In the listing below, which lines contain the string "pony"? Copy them all.
┌──
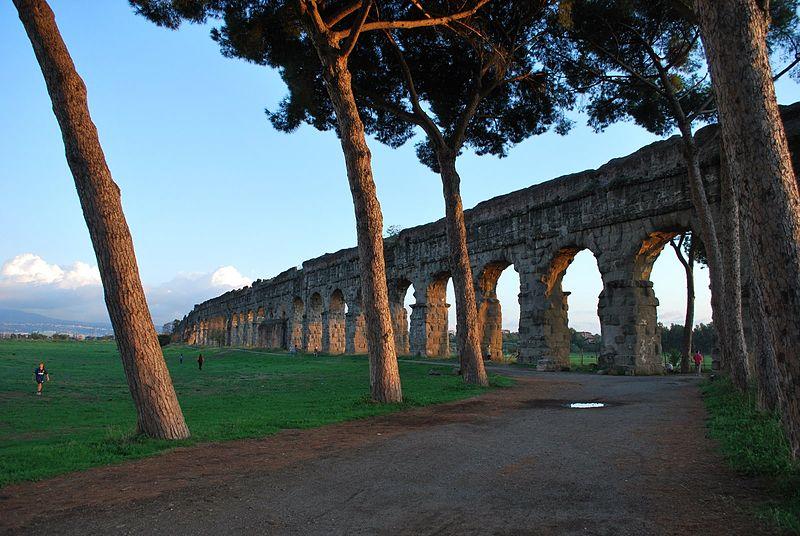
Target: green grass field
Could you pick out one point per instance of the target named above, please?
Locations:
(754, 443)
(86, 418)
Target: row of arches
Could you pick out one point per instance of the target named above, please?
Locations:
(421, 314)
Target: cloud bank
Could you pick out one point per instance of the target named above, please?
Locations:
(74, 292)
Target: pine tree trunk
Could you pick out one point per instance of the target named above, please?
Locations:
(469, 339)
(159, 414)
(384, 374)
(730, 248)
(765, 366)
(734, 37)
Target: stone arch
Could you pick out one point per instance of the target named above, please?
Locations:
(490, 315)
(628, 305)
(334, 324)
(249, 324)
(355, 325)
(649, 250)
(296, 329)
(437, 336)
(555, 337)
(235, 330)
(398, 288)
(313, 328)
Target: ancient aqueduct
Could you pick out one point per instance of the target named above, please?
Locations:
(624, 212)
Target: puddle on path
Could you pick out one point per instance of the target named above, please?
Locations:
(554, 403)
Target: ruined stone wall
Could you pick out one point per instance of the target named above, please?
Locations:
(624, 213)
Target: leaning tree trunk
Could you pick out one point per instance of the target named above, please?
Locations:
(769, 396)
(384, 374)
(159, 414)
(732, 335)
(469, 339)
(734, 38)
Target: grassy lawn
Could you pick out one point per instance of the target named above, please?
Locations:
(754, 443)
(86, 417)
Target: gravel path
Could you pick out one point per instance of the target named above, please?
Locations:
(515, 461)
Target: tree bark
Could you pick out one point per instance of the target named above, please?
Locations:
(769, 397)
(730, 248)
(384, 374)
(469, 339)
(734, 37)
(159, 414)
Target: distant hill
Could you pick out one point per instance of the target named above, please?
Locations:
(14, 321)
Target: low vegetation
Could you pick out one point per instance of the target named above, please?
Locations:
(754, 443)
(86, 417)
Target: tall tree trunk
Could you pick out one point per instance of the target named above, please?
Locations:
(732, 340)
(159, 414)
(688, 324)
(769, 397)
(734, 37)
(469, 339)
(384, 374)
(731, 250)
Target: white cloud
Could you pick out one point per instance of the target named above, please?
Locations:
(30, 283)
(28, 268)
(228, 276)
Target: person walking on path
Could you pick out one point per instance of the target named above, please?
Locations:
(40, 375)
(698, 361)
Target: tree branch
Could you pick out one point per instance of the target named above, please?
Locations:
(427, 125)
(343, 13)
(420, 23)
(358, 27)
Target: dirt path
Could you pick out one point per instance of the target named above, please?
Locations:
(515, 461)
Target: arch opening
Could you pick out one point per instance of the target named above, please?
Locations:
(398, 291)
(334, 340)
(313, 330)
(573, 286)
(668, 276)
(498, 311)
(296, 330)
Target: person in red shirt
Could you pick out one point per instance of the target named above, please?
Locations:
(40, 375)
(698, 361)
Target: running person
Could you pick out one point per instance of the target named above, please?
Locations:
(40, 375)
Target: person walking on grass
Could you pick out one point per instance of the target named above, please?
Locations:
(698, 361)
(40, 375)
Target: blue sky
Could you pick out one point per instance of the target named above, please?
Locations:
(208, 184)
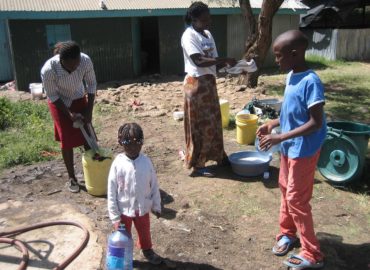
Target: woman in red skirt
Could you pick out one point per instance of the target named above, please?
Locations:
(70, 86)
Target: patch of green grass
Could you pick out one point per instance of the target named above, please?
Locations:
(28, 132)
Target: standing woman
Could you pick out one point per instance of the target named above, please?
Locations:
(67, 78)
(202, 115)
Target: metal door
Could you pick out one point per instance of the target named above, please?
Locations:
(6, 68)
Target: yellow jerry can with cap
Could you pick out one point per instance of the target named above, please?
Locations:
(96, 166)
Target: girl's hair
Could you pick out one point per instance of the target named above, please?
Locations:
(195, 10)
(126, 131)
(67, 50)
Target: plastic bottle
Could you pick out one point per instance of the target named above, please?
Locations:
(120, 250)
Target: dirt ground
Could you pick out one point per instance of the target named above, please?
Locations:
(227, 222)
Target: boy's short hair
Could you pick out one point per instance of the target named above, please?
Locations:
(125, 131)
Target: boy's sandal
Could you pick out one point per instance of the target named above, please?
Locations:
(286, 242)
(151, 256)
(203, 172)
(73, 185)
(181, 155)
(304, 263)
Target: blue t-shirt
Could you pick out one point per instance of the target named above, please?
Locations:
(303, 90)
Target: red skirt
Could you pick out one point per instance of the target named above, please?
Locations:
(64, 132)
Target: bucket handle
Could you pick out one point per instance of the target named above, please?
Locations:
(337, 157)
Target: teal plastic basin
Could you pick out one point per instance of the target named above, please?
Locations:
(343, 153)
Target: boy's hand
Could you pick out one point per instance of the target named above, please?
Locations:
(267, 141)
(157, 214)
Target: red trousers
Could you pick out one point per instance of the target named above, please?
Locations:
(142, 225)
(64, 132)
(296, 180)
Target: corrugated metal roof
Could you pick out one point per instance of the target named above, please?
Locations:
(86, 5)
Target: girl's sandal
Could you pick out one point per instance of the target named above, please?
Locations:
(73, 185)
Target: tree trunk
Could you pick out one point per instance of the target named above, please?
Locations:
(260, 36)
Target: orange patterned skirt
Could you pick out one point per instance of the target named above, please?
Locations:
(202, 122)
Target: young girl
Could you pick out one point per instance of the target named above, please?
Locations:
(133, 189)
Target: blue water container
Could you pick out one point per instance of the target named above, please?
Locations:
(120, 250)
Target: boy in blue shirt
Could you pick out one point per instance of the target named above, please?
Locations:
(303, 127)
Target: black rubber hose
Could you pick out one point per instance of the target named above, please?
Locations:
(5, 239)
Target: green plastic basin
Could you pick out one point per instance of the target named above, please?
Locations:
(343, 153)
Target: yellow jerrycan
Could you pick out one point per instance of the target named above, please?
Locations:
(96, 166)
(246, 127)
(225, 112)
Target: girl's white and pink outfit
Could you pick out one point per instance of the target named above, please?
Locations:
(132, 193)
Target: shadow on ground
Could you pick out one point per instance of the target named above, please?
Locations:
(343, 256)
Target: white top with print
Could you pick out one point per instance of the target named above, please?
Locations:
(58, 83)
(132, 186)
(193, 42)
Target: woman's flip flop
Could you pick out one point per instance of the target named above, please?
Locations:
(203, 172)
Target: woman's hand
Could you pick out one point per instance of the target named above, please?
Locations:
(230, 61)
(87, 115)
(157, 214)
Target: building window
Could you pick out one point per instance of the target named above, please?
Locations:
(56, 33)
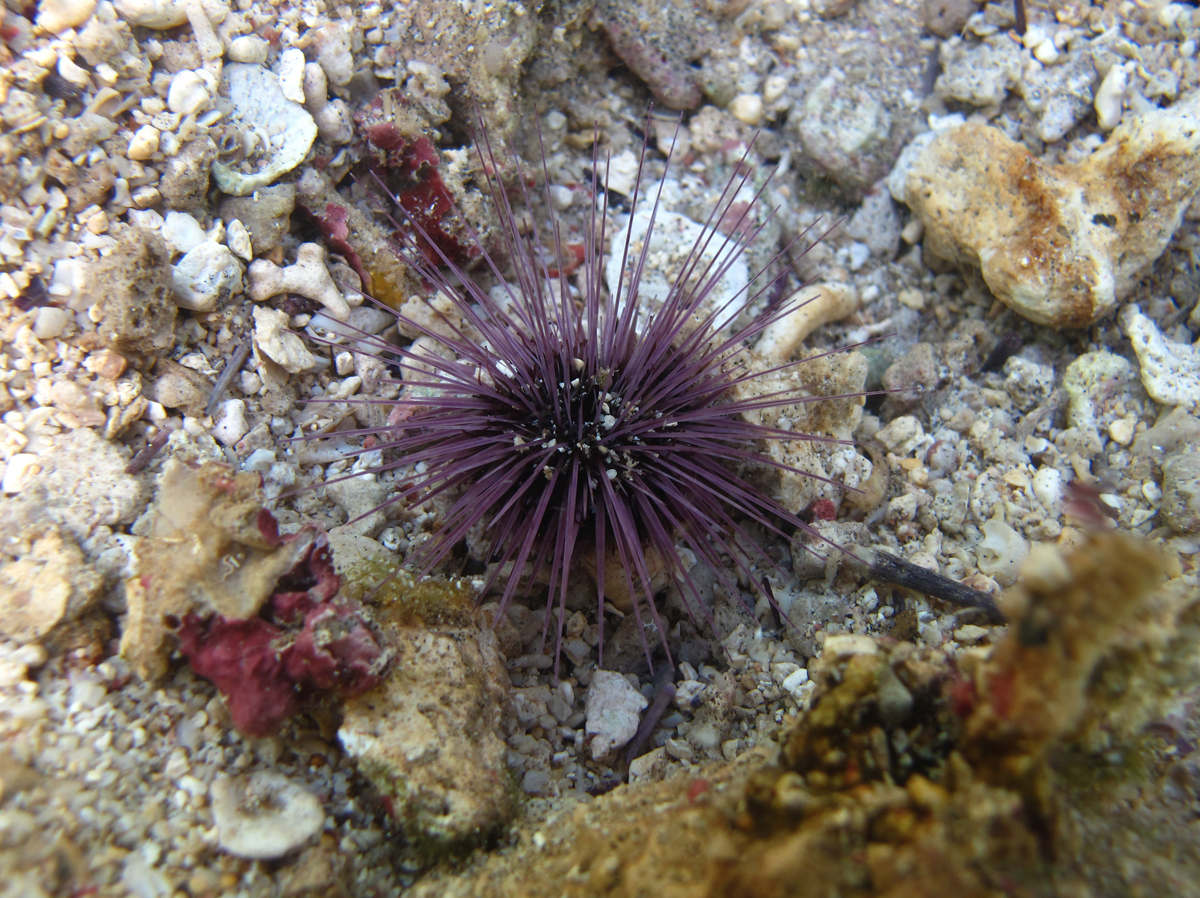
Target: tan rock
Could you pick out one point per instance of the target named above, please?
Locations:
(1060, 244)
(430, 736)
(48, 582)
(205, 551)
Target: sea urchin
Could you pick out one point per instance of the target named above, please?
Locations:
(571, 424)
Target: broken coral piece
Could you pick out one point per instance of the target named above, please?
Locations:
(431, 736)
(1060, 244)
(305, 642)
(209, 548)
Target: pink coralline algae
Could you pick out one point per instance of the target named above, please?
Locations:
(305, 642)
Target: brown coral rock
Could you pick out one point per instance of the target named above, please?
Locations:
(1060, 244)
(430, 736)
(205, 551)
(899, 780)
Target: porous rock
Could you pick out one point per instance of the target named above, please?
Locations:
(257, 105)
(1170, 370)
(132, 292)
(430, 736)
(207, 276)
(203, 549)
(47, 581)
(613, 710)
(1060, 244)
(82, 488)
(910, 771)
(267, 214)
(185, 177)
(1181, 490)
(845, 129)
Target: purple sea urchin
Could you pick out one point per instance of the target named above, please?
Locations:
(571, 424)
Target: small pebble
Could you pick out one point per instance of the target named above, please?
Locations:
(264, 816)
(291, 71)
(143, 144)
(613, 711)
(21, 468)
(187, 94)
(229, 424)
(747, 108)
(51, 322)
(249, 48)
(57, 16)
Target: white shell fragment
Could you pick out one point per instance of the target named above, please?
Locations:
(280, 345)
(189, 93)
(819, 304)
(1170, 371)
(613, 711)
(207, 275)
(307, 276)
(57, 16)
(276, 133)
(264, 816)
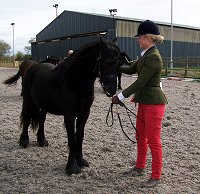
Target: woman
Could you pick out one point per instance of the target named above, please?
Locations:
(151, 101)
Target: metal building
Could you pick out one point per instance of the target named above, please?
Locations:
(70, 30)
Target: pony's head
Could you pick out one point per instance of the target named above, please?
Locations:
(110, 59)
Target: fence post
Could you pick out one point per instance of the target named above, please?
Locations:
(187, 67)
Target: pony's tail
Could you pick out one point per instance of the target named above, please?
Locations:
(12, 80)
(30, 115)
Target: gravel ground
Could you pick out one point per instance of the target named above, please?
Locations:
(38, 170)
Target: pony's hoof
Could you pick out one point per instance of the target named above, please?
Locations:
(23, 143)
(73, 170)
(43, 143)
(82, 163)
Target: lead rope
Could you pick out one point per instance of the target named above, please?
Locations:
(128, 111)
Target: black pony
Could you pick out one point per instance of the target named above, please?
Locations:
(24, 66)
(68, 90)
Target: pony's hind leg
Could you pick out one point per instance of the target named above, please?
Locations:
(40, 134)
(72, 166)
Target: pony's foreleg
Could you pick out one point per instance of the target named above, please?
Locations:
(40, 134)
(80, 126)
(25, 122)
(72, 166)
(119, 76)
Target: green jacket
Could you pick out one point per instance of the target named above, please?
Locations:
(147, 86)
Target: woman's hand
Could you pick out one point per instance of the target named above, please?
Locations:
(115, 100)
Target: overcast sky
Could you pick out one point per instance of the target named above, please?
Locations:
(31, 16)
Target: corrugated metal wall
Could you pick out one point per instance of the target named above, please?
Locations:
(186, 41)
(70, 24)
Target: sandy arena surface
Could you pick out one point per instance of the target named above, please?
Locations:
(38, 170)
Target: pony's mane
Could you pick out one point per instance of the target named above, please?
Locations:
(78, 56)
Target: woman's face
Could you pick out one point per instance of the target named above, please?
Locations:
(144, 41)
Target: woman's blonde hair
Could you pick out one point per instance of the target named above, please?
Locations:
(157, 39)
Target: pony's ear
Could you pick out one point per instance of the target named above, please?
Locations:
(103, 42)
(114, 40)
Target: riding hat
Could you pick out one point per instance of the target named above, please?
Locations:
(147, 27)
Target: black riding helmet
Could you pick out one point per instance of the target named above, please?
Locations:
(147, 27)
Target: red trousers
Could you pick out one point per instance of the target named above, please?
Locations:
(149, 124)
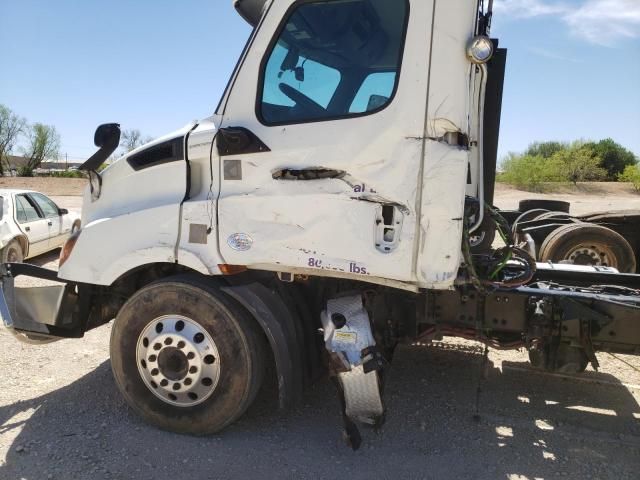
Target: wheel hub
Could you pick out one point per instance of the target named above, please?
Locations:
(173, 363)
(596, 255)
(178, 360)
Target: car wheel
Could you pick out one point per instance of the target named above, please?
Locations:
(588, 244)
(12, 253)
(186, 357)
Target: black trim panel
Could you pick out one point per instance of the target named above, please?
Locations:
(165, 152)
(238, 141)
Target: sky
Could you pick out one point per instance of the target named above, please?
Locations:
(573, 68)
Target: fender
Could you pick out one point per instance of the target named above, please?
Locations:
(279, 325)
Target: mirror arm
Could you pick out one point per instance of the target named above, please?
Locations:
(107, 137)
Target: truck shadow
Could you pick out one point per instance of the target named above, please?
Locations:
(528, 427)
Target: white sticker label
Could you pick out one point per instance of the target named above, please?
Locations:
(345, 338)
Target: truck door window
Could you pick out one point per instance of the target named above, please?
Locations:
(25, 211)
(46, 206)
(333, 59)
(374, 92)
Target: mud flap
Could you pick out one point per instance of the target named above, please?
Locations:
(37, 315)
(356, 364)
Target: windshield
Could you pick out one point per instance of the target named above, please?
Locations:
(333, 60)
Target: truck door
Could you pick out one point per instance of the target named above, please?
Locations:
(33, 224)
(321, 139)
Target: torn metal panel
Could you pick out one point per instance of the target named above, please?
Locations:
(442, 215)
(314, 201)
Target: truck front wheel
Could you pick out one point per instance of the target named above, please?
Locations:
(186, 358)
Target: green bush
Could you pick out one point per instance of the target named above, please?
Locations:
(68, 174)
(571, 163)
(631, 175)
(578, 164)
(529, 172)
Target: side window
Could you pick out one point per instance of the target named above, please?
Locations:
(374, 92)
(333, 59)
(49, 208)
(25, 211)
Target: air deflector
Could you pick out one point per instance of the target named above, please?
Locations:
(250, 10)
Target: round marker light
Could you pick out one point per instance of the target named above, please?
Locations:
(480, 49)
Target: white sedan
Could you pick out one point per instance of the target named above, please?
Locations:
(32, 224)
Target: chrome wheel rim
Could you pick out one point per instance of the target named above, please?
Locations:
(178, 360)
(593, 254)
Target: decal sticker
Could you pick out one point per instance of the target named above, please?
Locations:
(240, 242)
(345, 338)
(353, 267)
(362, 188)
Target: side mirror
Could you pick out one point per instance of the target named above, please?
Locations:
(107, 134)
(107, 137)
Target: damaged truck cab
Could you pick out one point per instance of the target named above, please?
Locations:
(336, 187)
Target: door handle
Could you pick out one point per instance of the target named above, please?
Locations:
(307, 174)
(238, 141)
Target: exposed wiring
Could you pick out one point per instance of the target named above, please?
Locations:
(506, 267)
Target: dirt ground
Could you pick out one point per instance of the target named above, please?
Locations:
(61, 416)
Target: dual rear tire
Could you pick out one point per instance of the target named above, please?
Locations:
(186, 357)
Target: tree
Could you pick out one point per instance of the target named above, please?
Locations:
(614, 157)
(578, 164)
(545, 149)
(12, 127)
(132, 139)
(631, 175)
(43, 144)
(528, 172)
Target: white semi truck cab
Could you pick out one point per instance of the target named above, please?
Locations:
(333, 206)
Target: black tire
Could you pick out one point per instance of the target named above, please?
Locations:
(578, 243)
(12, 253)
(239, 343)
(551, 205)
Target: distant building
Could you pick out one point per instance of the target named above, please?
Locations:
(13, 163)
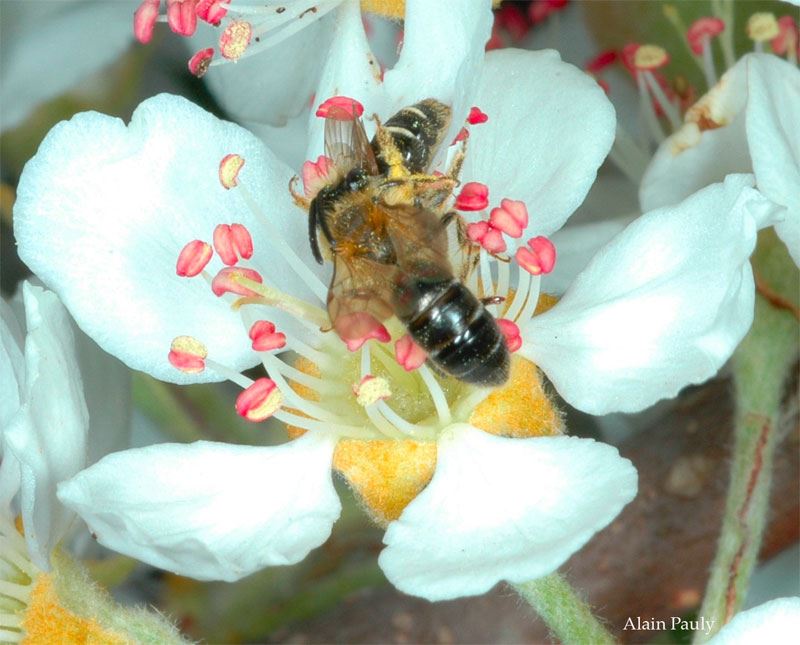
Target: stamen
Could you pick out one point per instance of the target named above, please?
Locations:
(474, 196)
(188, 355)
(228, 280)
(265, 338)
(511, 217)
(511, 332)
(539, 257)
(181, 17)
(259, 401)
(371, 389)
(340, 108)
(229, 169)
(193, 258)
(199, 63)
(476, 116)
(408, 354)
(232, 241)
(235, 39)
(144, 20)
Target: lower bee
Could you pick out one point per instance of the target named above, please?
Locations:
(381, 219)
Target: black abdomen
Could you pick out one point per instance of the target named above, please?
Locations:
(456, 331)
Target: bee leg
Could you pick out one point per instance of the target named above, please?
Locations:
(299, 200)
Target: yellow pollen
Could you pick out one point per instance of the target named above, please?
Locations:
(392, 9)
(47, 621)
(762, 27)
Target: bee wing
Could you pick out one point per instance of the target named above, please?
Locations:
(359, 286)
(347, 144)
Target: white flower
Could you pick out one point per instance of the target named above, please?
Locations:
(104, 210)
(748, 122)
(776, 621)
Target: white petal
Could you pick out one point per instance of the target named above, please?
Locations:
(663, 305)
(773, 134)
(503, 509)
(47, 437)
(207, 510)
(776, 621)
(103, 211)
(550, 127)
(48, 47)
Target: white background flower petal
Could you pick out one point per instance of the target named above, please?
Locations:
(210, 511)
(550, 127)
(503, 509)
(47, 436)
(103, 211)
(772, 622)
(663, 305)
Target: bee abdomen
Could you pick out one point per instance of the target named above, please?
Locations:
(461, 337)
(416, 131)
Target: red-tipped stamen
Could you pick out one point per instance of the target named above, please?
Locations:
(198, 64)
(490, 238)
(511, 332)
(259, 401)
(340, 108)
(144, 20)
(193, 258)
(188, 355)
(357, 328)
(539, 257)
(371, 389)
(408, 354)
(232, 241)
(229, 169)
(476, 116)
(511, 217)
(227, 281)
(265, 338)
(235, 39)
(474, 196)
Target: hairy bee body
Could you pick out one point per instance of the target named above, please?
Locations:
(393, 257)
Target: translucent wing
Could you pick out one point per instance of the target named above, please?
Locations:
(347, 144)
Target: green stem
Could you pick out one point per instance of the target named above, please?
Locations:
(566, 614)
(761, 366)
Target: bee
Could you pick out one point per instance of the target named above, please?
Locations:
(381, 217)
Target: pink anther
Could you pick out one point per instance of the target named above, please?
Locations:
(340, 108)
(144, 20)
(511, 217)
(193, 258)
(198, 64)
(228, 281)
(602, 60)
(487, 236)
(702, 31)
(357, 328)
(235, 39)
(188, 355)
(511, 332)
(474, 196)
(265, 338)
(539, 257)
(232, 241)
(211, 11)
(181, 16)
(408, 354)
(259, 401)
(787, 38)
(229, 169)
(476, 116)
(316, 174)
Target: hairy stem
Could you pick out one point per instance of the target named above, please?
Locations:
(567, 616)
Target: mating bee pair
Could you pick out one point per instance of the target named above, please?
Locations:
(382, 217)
└──
**Task result:**
Target: pony's head
Target: pony's tail
Target: pony's hoof
Target: black pony
Target: pony's hind leg
Target: pony's foreleg
Target: pony's mane
Target: pony's ear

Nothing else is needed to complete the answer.